# Dataset rows
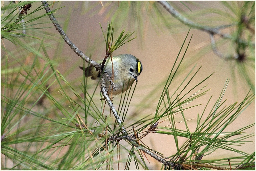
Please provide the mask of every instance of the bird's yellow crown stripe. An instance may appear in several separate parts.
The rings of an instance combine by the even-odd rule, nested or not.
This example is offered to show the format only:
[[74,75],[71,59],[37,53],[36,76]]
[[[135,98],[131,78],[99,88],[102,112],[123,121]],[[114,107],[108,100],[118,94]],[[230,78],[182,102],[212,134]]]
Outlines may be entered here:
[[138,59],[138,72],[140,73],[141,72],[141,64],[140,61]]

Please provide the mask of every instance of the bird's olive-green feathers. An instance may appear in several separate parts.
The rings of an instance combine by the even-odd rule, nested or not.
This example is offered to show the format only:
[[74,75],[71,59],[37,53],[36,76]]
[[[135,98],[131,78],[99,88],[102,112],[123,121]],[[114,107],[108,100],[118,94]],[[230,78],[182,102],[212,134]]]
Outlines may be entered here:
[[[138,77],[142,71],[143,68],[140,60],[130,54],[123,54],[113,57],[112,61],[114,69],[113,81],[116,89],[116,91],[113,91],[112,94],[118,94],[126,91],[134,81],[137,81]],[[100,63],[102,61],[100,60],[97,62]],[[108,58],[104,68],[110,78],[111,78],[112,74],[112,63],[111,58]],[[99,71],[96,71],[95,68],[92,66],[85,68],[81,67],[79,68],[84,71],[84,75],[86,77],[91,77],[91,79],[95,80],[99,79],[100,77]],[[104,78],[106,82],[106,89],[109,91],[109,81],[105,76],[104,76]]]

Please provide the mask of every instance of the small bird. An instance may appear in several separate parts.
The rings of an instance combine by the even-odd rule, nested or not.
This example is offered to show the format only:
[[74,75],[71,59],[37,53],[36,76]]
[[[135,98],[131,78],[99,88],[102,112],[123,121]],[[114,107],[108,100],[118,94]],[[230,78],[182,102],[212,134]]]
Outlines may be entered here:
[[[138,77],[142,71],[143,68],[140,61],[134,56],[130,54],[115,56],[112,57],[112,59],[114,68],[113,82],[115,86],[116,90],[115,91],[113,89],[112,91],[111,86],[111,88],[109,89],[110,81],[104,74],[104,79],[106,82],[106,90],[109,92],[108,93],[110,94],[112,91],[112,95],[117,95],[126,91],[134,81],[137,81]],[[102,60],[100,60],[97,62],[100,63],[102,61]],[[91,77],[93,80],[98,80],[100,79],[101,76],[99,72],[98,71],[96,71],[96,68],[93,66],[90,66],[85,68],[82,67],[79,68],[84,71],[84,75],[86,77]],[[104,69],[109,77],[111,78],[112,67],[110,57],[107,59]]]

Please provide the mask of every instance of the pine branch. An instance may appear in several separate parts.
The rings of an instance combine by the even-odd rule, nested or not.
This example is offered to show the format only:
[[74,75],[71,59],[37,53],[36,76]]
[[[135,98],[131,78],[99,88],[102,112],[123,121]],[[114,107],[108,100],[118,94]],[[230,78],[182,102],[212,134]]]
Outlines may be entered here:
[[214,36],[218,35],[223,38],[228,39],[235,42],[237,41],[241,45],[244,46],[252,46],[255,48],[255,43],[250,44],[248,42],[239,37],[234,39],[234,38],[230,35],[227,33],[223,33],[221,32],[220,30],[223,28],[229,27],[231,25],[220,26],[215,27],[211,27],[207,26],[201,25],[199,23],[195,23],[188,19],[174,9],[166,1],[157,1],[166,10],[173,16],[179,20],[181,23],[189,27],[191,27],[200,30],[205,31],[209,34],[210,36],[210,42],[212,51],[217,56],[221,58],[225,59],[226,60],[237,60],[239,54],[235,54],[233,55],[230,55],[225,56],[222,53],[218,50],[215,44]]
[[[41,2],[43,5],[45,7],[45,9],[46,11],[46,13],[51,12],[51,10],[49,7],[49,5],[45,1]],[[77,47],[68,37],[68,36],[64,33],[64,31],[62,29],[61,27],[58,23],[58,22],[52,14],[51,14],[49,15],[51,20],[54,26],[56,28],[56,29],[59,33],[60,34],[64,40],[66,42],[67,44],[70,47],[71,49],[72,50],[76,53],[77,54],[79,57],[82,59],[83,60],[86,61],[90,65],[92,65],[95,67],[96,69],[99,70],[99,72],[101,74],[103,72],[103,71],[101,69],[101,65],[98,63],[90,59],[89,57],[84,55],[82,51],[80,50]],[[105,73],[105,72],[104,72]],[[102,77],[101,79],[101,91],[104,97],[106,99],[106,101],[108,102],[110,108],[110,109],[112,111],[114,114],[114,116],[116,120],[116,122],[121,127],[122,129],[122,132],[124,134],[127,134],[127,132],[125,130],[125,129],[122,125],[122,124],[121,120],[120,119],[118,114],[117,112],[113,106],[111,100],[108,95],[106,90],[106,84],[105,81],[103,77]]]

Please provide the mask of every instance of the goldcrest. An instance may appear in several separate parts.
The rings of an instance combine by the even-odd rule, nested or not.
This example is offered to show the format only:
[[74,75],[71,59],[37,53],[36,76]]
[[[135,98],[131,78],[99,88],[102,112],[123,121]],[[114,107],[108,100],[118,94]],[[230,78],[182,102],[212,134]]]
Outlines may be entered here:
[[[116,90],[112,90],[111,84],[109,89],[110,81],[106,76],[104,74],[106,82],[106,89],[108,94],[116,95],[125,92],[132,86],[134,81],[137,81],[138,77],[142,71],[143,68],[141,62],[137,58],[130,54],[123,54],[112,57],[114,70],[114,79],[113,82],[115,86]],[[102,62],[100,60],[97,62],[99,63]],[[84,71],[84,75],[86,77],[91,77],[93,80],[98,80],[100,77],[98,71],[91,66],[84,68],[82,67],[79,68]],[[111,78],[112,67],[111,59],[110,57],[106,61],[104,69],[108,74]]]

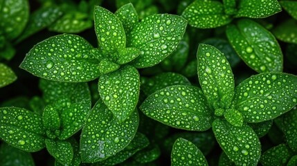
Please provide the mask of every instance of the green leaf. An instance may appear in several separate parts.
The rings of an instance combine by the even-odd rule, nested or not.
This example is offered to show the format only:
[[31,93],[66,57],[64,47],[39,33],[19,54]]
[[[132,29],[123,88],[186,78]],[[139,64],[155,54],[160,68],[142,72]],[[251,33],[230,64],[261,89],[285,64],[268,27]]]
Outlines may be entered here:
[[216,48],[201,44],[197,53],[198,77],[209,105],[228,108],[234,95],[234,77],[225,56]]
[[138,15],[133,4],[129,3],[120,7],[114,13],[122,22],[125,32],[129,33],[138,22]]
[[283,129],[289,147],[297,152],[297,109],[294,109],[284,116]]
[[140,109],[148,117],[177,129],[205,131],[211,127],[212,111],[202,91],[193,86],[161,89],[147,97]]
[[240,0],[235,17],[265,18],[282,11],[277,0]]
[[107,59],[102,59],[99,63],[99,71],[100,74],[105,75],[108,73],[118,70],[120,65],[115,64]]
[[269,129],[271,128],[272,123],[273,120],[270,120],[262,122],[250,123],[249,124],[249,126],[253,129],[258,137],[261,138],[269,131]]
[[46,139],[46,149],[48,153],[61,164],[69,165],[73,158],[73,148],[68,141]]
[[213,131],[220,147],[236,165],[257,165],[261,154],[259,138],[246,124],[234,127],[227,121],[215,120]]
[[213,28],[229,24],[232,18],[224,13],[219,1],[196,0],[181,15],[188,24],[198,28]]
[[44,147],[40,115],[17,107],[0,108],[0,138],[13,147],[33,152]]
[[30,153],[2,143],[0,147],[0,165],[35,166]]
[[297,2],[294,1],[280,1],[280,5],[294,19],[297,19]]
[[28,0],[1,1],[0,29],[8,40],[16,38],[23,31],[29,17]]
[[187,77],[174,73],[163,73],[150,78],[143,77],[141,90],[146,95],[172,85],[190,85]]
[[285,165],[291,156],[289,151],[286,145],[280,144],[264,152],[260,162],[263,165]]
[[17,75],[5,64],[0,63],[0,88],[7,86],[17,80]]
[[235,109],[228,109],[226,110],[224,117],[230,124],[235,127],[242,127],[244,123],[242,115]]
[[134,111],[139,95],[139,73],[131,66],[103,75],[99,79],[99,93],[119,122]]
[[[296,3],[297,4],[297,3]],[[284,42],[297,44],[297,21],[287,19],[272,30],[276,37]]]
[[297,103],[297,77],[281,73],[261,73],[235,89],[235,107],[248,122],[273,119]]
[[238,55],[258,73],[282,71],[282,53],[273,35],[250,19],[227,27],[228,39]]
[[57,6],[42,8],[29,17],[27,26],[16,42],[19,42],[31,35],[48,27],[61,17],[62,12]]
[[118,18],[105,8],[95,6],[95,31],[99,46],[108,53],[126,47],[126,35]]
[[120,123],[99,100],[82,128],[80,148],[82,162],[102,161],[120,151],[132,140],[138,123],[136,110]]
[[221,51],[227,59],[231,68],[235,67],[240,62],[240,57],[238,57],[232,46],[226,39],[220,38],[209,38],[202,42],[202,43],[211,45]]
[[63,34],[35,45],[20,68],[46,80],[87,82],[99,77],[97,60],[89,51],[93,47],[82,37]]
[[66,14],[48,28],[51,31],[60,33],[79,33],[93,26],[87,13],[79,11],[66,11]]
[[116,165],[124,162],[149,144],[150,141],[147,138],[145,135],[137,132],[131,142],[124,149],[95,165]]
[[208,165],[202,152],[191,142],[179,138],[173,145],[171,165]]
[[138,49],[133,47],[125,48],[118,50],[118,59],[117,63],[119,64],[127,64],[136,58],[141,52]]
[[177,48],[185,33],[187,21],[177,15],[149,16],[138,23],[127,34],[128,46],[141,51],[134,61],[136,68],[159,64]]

# Challenge
Locate each line of the records that contains the word "every" and copy those lines.

# Written solution
Please provide the mask of every instance of the bird's yellow crown stripe. An instance may appear in several separate parts.
Please provide the mask of every instance of the bird's olive-green feathers. An instance may appear in several separate parts.
Please provide the mask of every instance of the small bird. An instance may appear in several separate parts.
Please provide the mask of every instance of the pine branch. An instance may appear in several separate parts.
Please provide the mask of every instance of the goldcrest. An instance may appear in several separate parts.
Please provide the mask of every instance of the green leaf. An instance may appear in several separate parts.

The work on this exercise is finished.